- **Activity**: The reply to the records below should contain exactly the lines from the line with "Annotate the toad's eye" through the line with "Annotate the excavator in", and nothing besides.

- **Dataset content**:
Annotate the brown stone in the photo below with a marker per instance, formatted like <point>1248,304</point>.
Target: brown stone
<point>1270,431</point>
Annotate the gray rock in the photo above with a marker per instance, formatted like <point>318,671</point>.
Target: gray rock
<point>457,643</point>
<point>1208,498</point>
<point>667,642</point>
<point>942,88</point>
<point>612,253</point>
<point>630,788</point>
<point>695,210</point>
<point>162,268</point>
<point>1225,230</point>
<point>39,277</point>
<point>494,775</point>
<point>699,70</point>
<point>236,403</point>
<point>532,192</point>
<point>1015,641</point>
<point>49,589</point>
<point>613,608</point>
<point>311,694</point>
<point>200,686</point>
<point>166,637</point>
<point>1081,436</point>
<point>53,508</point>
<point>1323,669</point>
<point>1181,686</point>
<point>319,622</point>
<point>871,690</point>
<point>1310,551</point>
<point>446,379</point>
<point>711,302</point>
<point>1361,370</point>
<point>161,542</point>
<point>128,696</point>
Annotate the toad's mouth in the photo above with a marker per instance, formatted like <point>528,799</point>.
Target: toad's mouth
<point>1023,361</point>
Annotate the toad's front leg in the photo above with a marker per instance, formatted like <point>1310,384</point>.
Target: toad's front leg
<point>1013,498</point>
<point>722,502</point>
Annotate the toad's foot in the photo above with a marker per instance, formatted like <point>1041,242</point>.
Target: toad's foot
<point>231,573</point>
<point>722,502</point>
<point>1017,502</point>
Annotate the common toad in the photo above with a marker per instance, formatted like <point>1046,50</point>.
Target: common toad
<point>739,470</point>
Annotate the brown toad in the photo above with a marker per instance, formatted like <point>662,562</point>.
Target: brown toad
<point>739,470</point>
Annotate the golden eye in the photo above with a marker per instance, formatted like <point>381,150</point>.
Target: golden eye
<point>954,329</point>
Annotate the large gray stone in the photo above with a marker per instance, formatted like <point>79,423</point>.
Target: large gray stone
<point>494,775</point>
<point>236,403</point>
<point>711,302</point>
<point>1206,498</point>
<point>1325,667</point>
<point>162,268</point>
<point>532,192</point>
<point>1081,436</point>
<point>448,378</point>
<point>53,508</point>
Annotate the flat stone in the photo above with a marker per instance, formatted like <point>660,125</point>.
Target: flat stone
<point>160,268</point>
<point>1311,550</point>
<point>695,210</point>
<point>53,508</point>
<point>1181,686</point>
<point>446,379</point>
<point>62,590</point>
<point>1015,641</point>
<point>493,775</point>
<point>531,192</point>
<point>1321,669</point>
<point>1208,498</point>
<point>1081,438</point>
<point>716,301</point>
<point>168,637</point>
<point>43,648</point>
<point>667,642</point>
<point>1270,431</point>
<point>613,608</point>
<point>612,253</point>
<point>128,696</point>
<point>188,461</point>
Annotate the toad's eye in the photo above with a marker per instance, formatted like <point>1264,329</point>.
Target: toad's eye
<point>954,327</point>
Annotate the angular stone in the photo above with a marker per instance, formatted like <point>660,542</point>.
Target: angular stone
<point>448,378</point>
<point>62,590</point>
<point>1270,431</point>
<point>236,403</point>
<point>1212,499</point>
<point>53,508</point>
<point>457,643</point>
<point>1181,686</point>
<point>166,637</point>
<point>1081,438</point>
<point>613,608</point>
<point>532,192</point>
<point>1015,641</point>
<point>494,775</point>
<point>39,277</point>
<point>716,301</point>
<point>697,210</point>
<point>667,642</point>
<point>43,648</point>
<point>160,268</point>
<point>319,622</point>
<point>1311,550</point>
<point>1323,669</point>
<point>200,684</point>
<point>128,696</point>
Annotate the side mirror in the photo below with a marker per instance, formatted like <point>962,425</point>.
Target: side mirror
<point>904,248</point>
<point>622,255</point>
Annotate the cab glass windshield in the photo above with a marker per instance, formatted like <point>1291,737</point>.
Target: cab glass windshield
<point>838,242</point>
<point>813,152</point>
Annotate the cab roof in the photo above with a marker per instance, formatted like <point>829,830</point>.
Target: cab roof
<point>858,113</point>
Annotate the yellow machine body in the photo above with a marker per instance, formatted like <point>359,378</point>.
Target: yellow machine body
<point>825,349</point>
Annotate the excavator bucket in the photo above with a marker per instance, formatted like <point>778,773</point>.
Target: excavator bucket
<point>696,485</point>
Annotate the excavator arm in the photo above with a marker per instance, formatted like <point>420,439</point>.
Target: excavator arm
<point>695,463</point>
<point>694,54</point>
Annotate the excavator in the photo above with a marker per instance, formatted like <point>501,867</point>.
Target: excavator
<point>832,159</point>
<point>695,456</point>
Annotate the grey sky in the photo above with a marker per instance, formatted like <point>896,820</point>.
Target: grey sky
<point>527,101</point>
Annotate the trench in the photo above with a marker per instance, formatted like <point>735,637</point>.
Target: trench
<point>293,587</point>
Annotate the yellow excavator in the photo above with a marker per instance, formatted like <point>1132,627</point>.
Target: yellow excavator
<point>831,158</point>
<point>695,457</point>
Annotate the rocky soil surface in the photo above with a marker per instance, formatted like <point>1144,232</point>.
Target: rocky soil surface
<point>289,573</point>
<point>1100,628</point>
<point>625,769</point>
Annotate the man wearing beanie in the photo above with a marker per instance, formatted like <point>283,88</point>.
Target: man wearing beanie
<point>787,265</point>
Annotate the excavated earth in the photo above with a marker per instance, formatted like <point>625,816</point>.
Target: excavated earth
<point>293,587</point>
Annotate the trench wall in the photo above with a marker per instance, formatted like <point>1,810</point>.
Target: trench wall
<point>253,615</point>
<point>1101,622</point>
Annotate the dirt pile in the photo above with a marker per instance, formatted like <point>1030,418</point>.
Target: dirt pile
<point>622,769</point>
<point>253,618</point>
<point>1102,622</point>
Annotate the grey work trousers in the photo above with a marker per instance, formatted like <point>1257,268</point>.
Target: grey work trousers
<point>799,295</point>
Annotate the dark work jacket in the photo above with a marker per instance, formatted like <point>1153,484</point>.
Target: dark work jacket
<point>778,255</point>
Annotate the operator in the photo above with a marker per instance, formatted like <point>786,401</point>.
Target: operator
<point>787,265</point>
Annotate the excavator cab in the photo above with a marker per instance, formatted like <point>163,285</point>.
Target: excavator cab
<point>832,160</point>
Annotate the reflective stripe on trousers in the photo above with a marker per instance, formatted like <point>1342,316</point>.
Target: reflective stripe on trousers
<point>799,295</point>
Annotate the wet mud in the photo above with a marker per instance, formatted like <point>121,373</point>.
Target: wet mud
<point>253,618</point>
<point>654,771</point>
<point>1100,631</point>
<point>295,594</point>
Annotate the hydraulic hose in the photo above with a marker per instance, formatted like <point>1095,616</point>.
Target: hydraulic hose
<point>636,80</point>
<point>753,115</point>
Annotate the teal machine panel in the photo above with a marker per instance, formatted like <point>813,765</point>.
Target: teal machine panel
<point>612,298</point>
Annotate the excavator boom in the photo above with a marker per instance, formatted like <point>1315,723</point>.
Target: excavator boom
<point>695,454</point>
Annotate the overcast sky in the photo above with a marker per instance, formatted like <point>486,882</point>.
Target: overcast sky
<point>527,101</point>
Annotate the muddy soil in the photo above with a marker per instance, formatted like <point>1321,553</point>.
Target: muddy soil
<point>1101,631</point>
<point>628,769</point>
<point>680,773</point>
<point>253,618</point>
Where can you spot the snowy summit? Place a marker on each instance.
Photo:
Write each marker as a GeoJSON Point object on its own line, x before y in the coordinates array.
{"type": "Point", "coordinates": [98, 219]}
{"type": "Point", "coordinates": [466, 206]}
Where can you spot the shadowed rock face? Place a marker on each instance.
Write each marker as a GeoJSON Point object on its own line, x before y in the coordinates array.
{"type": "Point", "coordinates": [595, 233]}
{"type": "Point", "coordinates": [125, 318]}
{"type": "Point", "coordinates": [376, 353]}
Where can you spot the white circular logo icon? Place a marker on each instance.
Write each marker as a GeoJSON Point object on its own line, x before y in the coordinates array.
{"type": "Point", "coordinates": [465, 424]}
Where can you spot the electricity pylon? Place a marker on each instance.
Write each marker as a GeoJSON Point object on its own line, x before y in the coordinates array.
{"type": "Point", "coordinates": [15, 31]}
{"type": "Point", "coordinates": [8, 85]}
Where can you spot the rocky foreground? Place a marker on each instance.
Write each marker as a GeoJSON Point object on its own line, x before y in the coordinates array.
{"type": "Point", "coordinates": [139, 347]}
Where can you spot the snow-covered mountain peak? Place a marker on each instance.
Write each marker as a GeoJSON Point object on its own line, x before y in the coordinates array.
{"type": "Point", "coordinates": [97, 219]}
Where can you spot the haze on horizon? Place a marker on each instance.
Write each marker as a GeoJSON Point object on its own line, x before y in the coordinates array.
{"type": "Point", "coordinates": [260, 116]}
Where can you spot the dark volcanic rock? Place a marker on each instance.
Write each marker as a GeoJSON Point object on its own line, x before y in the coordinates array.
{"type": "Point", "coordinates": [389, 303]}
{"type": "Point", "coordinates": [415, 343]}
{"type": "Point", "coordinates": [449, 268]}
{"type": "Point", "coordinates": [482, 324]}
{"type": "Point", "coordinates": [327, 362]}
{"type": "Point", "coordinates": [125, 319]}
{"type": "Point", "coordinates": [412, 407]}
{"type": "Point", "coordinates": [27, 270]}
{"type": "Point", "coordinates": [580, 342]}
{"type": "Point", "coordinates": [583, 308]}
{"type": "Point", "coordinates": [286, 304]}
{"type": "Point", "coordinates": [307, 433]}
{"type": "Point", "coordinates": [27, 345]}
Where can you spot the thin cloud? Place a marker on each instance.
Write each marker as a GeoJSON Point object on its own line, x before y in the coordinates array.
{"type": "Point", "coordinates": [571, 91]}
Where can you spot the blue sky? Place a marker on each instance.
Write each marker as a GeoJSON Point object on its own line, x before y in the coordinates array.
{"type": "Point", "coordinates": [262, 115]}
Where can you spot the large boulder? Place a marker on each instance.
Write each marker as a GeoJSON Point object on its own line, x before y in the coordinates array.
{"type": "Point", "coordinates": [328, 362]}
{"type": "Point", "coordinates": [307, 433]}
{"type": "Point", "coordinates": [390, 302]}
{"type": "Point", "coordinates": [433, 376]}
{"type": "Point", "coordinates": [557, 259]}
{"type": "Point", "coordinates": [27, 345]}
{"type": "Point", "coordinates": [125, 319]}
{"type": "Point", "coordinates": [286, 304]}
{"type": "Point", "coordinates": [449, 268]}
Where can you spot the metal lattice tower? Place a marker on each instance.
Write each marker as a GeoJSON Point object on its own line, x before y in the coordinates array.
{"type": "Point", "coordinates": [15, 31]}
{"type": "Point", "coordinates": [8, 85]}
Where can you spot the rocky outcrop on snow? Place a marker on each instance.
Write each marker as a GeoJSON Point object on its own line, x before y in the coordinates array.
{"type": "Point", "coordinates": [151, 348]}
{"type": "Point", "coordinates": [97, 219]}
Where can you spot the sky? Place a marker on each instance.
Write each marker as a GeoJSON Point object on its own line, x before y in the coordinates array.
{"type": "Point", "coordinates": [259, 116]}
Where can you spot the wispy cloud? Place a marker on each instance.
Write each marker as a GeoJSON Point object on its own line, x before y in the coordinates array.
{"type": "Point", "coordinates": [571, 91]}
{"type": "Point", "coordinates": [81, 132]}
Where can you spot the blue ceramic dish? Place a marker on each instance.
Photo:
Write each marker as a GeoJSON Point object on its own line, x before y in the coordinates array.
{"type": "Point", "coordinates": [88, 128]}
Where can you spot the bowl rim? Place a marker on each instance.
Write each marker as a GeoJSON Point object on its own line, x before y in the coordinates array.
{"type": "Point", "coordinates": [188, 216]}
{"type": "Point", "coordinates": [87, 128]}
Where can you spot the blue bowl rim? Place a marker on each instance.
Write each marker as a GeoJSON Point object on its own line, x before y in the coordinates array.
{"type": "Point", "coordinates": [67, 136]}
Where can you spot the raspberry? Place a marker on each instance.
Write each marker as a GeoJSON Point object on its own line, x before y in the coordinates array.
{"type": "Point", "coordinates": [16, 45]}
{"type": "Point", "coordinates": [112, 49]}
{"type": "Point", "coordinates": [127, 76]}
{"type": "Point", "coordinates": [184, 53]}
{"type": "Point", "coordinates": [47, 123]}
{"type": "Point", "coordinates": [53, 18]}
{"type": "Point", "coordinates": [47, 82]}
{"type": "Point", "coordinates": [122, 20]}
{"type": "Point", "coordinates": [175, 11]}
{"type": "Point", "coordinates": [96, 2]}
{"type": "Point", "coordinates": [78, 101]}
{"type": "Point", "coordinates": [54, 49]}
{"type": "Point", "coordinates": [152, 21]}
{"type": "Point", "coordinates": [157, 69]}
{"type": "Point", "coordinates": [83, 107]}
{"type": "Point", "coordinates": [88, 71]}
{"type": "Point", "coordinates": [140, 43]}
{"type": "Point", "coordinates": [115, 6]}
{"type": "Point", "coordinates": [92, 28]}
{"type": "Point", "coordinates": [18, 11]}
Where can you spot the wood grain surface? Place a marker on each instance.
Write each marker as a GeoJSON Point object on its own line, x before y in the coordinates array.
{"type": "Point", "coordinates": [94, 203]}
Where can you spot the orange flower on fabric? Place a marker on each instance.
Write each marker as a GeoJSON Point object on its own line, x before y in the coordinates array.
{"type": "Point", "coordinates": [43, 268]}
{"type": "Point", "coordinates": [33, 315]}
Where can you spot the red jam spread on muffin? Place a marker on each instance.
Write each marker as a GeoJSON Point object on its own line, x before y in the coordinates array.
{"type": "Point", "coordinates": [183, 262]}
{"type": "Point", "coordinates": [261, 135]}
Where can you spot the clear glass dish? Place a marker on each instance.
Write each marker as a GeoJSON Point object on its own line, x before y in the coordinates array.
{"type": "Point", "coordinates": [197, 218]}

- **Result of this exercise**:
Annotate the toad's eye in the photo above with a marker per instance, formatted like <point>1264,329</point>.
Target: toad's eye
<point>954,327</point>
Annotate the angular stone in the photo above with a marker per instance, formatted like <point>660,542</point>.
Target: angular stone
<point>448,378</point>
<point>62,590</point>
<point>1270,431</point>
<point>236,403</point>
<point>1212,499</point>
<point>53,508</point>
<point>457,643</point>
<point>1181,686</point>
<point>166,637</point>
<point>1081,438</point>
<point>613,608</point>
<point>532,192</point>
<point>1015,641</point>
<point>494,775</point>
<point>39,277</point>
<point>716,301</point>
<point>697,210</point>
<point>667,642</point>
<point>43,648</point>
<point>160,268</point>
<point>319,622</point>
<point>1311,550</point>
<point>1323,669</point>
<point>200,684</point>
<point>128,696</point>
Annotate the side mirror in the photo below with a marker per instance, formatted like <point>962,425</point>.
Target: side mirror
<point>904,248</point>
<point>622,255</point>
Annotate the cab glass windshield in the photo above with a marker per instance, formatted like <point>1291,737</point>.
Target: cab glass windshield
<point>838,242</point>
<point>813,152</point>
Annotate the cab roof in the photo above with a marker per instance, formatted like <point>829,830</point>.
Target: cab roof
<point>858,113</point>
Annotate the yellow machine body in the photo above with a marker per instance, formatted like <point>359,378</point>.
Target: yellow machine body
<point>825,349</point>
Annotate the excavator bucket in the photo above with a marker per instance, formatted like <point>778,773</point>.
Target: excavator bucket
<point>696,485</point>
Annotate the excavator arm in the photo above with a marker per instance, formatted like <point>420,439</point>.
Target: excavator arm
<point>695,463</point>
<point>694,54</point>
Annotate the excavator in the photo above with a marker per instance, formatted like <point>501,867</point>.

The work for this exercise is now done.